KUTIPAN DOKUMEN:
>>>>

REPUBLIKA.CO.ID, TEL AVIV -- Menteri Pertahanan Israel Benny Gantz mengatakan, penting untuk mempertahankan kemampuan untuk tujuan defensif dan ofensif. Dia menegaskan kembali penentangan Israel terhadap kesepakatan nuklir yang muncul dengan Iran.
Dalam pertemuan bersama dengan Penasihat Keamanan Nasional Amerika Serikat (AS) Jake Sullivan, dia mengatakan, Israel menentang kesepakatan yang muncul. Meski hingga kini kesepakatan nuklir Teheran belum diselesaikan atau dirilis ke publik.
"Menekankan pentingnya mempertahankan dan memajukan kemampuan operasional untuk tujuan defensif dan ofensif dalam menghadapi program nuklir Iran serta agresi regionalnya,” kata Kementerian Pertahanan mengutip pernyataan Gantz.

<<<<

DATA HASIL EKSTRAKSI:
>>>>

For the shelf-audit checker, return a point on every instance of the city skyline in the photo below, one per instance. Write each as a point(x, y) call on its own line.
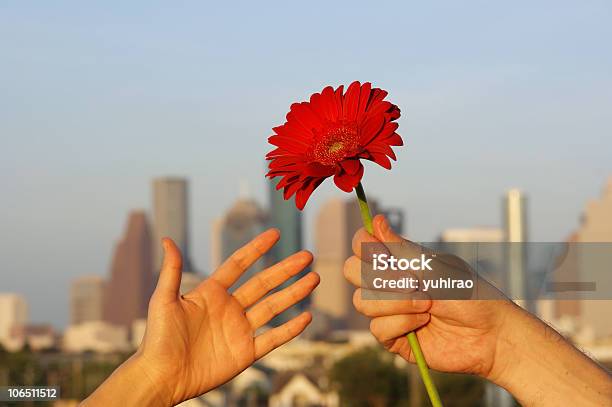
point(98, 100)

<<<<
>>>>

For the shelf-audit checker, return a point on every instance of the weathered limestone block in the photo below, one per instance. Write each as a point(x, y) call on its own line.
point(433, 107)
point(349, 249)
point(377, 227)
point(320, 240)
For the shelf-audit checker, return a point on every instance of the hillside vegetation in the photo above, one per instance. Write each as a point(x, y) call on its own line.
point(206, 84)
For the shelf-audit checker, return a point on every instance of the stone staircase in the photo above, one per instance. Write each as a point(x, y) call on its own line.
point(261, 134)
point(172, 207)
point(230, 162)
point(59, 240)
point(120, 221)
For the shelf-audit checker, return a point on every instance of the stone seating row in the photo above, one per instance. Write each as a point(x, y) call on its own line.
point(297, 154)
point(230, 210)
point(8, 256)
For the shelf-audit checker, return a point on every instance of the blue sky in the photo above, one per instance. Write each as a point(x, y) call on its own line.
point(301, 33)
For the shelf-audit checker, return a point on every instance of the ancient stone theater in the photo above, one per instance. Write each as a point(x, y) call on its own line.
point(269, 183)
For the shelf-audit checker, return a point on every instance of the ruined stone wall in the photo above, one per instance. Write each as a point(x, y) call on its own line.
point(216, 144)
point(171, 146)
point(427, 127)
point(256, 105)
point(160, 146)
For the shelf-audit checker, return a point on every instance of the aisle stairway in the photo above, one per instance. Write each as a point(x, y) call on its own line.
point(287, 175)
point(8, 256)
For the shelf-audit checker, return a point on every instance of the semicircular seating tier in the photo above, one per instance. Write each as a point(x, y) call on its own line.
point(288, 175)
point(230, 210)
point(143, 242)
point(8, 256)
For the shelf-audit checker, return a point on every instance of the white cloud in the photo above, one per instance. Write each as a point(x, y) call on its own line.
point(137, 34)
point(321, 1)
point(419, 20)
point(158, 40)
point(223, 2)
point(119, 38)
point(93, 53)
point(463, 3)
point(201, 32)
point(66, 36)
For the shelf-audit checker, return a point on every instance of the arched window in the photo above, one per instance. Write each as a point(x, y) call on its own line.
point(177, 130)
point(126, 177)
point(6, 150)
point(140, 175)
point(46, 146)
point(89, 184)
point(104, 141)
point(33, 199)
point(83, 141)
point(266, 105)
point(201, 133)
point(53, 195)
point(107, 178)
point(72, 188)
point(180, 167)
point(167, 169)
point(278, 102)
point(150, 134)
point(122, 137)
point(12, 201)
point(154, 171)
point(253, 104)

<<<<
>>>>

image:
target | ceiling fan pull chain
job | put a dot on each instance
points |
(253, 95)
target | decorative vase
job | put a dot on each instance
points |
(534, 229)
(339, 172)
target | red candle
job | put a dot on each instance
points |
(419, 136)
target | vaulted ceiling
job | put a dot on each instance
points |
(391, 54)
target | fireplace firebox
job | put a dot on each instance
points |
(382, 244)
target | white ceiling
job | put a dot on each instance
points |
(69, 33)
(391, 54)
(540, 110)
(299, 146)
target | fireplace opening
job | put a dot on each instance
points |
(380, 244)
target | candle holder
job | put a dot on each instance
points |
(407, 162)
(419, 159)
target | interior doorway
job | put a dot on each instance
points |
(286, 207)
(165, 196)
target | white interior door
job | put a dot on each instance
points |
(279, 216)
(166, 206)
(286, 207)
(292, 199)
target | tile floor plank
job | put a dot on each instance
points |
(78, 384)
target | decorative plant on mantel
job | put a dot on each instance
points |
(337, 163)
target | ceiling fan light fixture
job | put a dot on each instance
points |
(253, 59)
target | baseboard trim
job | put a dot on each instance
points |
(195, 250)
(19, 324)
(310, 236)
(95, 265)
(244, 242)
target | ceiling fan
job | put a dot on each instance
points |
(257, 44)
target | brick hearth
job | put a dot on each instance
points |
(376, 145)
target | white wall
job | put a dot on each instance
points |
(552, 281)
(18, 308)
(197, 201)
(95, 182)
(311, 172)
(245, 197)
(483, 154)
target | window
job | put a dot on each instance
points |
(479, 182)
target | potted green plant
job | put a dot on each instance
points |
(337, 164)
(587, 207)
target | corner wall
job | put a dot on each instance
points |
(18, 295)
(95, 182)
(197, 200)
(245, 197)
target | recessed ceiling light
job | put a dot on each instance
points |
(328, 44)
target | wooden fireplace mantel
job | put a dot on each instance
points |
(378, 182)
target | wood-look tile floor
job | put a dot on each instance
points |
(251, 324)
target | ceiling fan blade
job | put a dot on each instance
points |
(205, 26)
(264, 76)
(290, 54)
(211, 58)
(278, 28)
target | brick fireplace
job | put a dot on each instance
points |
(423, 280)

<<<<

UJI PEMAHAMAN:
1: Menurut kutipan dokumen, dengan siapa Benny Gantz mengadakan pertemuan bersama?
2: Salinlah bagian kutipan dokumen mulai dari "REPUBLIKA.CO.ID, TEL AVIV" sampai dengan "mengutip pernyataan Gantz.".

KUNCI JAWABAN:
1: Dengan Penasihat Keamanan Nasional Amerika Serikat (AS), Jake Sullivan.

2:
REPUBLIKA.CO.ID, TEL AVIV -- Menteri Pertahanan Israel Benny Gantz mengatakan, penting untuk mempertahankan kemampuan untuk tujuan defensif dan ofensif. Dia menegaskan kembali penentangan Israel terhadap kesepakatan nuklir yang muncul dengan Iran.
Dalam pertemuan bersama dengan Penasihat Keamanan Nasional Amerika Serikat (AS) Jake Sullivan, dia mengatakan, Israel menentang kesepakatan yang muncul. Meski hingga kini kesepakatan nuklir Teheran belum diselesaikan atau dirilis ke publik.
"Menekankan pentingnya mempertahankan dan memajukan kemampuan operasional untuk tujuan defensif dan ofensif dalam menghadapi program nuklir Iran serta agresi regionalnya,” kata Kementerian Pertahanan mengutip pernyataan Gantz.